=== EXTRACTED TEXT ===
Smart Cities and Artificial Intelligence

The convergence is happening all around us, funnelling us through a planetary paradigm shift. In these dour times — Scientific American described four “converging crises”; the pandemic, the US political crisis, climate change, economic depression — convergence can enable coordination and mitigate collapse. With that in mind, I am pleased to report on the book Smart Cities and Artificial Intelligence: Convergent Systems for Planning, Design, and Operations, by Christopher Grant Kirwan (US) and Zhiyong Fu (China), published by Elsevier Press, May 5th, 2020, where I am credited as editor, researcher, and contributor. The book was a team effort (convergence), led by the two authors who have been working together for a decade and represent an aspirational collaboration between the US and China. Such a partnership and vision are needed now more than ever in these times. The abstract of the book reads:

“Smart Cities and Artificial Intelligence offers a comprehensive view of how cities are evolving as smart ecosystems through the convergence of technologies incorporating machine learning and neural network capabilities, geospatial intelligence, data analytics & visualization, sensors, and smart connected objects to name a few. These recent advances in AI move us closer to developing operating systems that simulate human, machine, and environmental patterns from transportation infrastructure to communication networks. Understanding cities as real-time, living, dynamic systems coupled with new tools including generative design allows readers to plan, manage, and optimize city operations, making cities more efficient and sustainable with the ultimate goal of becoming self-regulating.” — blurb on Google Books.

=== DATA UNDER STUDY ===
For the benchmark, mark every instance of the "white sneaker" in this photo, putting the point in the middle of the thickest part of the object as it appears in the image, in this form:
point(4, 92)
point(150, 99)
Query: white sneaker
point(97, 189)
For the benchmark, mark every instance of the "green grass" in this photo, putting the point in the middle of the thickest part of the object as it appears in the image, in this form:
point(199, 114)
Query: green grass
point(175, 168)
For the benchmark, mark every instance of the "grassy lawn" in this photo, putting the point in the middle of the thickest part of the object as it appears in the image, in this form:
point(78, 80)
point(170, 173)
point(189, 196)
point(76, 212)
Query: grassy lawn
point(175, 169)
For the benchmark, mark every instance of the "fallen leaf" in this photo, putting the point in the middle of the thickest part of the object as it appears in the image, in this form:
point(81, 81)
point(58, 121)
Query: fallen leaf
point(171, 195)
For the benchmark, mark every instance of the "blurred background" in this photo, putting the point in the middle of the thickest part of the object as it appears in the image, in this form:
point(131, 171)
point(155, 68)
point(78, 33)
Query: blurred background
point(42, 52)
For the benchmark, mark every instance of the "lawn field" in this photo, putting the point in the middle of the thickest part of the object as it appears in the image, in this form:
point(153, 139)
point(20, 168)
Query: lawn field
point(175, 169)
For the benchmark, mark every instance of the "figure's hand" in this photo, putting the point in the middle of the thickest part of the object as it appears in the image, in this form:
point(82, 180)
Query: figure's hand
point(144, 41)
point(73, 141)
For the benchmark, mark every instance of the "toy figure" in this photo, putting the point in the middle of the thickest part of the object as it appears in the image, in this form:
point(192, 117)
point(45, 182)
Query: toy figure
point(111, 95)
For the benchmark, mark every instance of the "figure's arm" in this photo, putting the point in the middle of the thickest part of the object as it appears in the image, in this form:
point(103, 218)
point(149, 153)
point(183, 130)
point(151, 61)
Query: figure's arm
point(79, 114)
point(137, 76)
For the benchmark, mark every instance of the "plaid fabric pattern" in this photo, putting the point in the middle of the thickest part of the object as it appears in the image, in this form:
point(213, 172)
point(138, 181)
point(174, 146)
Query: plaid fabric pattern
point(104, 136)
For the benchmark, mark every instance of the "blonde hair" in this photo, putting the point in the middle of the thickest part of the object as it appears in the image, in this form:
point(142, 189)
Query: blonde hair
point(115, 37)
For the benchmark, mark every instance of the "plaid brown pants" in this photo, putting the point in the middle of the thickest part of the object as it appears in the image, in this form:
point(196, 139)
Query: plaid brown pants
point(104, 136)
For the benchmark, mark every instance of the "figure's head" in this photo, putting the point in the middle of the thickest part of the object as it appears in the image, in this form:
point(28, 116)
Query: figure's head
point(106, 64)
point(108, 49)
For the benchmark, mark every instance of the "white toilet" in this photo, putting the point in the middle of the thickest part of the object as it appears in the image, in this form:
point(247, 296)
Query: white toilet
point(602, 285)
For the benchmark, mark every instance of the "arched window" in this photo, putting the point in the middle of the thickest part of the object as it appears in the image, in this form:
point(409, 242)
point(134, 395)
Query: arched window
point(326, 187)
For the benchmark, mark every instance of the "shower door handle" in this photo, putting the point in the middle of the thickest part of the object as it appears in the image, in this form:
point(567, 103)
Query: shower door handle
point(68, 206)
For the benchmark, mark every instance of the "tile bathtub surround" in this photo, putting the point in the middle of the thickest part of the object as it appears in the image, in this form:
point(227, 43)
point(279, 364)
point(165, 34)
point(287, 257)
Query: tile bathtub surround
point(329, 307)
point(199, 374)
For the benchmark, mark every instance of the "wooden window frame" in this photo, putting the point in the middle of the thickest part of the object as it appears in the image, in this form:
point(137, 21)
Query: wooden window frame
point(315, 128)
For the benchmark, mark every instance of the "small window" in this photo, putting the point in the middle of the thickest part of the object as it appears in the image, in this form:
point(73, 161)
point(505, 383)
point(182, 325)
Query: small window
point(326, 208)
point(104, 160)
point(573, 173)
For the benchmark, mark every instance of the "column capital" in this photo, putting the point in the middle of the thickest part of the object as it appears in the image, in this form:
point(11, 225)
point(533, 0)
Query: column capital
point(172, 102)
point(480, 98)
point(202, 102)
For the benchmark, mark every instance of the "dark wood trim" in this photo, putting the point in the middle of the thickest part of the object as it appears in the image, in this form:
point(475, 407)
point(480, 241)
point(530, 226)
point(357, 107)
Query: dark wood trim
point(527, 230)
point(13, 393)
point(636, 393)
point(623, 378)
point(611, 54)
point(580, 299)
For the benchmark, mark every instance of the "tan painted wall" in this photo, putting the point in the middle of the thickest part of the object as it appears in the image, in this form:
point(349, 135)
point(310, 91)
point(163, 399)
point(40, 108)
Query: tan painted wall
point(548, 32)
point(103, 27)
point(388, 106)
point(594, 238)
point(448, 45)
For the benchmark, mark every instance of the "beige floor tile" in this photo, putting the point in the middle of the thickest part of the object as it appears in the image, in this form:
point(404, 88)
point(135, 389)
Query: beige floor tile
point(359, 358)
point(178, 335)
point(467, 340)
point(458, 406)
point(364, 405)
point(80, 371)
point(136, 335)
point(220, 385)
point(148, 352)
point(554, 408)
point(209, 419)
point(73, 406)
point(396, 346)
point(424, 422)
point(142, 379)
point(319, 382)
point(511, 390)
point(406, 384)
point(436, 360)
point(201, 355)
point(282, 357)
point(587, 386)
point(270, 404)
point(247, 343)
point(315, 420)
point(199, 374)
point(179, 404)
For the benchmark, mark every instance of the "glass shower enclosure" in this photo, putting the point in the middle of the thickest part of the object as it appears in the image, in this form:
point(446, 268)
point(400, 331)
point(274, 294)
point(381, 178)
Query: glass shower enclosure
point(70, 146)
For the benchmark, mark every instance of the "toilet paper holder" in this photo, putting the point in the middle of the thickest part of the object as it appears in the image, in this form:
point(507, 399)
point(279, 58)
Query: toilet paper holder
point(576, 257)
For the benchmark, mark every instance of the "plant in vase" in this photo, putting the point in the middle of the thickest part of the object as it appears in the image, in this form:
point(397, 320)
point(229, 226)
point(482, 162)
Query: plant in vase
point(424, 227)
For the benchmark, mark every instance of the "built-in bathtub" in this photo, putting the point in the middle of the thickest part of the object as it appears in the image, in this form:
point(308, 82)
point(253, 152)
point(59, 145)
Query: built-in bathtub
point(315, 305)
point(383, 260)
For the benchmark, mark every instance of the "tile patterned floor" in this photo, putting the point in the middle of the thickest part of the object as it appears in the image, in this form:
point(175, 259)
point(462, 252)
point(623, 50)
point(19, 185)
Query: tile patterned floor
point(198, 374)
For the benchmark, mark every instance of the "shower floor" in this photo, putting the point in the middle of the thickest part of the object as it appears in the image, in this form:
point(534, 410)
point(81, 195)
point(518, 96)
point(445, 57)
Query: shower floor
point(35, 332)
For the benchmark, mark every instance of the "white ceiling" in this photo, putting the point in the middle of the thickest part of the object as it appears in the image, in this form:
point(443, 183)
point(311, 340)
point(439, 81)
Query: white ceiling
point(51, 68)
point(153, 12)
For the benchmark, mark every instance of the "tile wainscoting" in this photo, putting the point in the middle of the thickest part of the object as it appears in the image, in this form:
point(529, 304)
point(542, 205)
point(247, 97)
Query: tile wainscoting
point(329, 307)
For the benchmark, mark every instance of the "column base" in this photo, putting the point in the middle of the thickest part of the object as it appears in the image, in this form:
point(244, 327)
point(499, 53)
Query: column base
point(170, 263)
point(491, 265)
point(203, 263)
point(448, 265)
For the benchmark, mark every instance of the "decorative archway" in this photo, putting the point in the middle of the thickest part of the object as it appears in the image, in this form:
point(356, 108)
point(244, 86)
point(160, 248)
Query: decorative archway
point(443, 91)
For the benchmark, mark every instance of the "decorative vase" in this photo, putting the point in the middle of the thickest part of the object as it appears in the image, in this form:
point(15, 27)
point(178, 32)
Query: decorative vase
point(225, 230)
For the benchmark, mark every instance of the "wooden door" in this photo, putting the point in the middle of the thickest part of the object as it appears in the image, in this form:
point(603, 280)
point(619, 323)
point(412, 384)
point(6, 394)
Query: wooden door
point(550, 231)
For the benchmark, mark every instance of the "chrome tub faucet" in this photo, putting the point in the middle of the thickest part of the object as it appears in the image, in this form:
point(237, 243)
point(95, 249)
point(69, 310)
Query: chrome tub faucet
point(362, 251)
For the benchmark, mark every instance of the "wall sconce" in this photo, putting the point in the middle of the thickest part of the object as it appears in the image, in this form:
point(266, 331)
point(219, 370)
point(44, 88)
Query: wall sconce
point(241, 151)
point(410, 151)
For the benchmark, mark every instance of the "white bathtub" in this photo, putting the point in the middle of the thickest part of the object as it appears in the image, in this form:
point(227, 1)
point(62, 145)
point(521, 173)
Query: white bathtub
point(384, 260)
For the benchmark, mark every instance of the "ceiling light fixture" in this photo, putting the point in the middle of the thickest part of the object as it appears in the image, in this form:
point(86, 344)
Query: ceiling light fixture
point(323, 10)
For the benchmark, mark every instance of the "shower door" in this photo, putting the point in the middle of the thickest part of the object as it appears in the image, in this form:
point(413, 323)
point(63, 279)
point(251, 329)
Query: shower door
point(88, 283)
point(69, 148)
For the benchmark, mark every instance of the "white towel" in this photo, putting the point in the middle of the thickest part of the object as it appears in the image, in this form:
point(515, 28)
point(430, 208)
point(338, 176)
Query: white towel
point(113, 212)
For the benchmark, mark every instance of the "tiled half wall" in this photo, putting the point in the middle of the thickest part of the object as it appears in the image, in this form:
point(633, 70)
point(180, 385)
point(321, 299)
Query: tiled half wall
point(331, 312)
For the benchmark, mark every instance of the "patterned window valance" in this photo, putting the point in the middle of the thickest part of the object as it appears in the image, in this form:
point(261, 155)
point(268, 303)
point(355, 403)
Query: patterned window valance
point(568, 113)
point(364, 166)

=== EXERCISE BRIEF ===
Using the smart cities text, answer each question:
(a) How many converging crises did Scientific American describe?
(b) Which press published the book, and on what date?
(c) According to the abstract, what is the ultimate goal for cities?
Rely only on the smart cities text.

=== RESPONSE TO THIS EXERCISE ===
(a) Four.
(b) Elsevier Press, on May 5th, 2020.
(c) Becoming self-regulating.